__Aim of the exercise__.
Extract each record and reproduce it exactly.

--*--

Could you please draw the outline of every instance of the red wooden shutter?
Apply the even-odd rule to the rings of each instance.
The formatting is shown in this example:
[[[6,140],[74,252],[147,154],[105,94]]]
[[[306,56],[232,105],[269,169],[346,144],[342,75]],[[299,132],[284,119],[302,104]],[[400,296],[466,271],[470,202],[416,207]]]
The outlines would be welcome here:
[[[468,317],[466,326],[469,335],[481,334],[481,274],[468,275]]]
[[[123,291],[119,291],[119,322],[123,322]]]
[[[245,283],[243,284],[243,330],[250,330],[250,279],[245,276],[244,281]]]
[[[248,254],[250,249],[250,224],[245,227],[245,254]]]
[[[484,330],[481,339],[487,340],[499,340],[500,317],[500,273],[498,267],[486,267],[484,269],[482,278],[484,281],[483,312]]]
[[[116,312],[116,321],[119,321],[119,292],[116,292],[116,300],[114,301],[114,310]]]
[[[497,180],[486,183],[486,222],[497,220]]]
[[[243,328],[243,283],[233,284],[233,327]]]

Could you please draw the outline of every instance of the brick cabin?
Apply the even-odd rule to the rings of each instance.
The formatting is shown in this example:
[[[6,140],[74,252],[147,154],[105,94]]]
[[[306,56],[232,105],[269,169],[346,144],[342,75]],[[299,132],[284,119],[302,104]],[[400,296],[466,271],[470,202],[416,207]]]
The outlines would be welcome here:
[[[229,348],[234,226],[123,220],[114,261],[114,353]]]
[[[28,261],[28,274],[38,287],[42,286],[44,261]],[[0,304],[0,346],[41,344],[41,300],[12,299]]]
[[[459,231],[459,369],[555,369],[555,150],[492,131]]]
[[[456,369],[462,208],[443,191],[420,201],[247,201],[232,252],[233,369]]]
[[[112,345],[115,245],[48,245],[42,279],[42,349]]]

--*--

__Written answer__.
Could you please draw the outline of every instance of the red wooden shutter?
Apply the even-odd rule to the rings of each instance.
The formatting is shown in this example:
[[[6,140],[74,252],[147,154],[105,94]]]
[[[306,56],[232,105],[269,169],[346,144],[342,75]],[[299,132],[284,119],[302,104]],[[400,296],[466,271],[470,202],[416,207]]]
The outlines would be welcome here:
[[[468,317],[466,326],[469,335],[481,334],[481,274],[468,275]]]
[[[123,291],[119,291],[119,322],[123,322]]]
[[[245,283],[243,284],[243,330],[250,330],[250,279],[245,276],[244,281]]]
[[[248,254],[250,249],[250,224],[245,227],[245,254]]]
[[[484,330],[481,339],[487,340],[499,340],[500,317],[500,273],[498,267],[486,267],[484,269],[482,278],[484,281],[483,312]]]
[[[116,312],[116,321],[119,321],[119,292],[116,292],[116,300],[114,301],[114,310]]]
[[[497,180],[486,183],[486,222],[497,220]]]
[[[243,328],[243,283],[233,284],[233,327]]]

Could you please draw the outline of every instance of the brick cabin?
Apply the even-odd rule to the rings of each instance.
The formatting is shown in this example:
[[[6,140],[74,252],[147,154],[105,94]]]
[[[306,56],[232,105],[269,169],[346,144],[342,75]],[[299,132],[284,119],[302,104]],[[400,296],[466,271],[470,202],[416,207]]]
The outlines would be welcome here:
[[[229,348],[234,226],[123,220],[114,261],[114,353]]]
[[[28,261],[28,274],[38,287],[42,286],[44,261]],[[0,304],[0,346],[41,344],[41,300],[12,299]]]
[[[459,231],[459,369],[555,369],[555,150],[492,131]]]
[[[456,369],[462,208],[443,191],[420,201],[247,201],[232,252],[233,369]]]
[[[112,345],[115,245],[48,245],[42,279],[42,349]]]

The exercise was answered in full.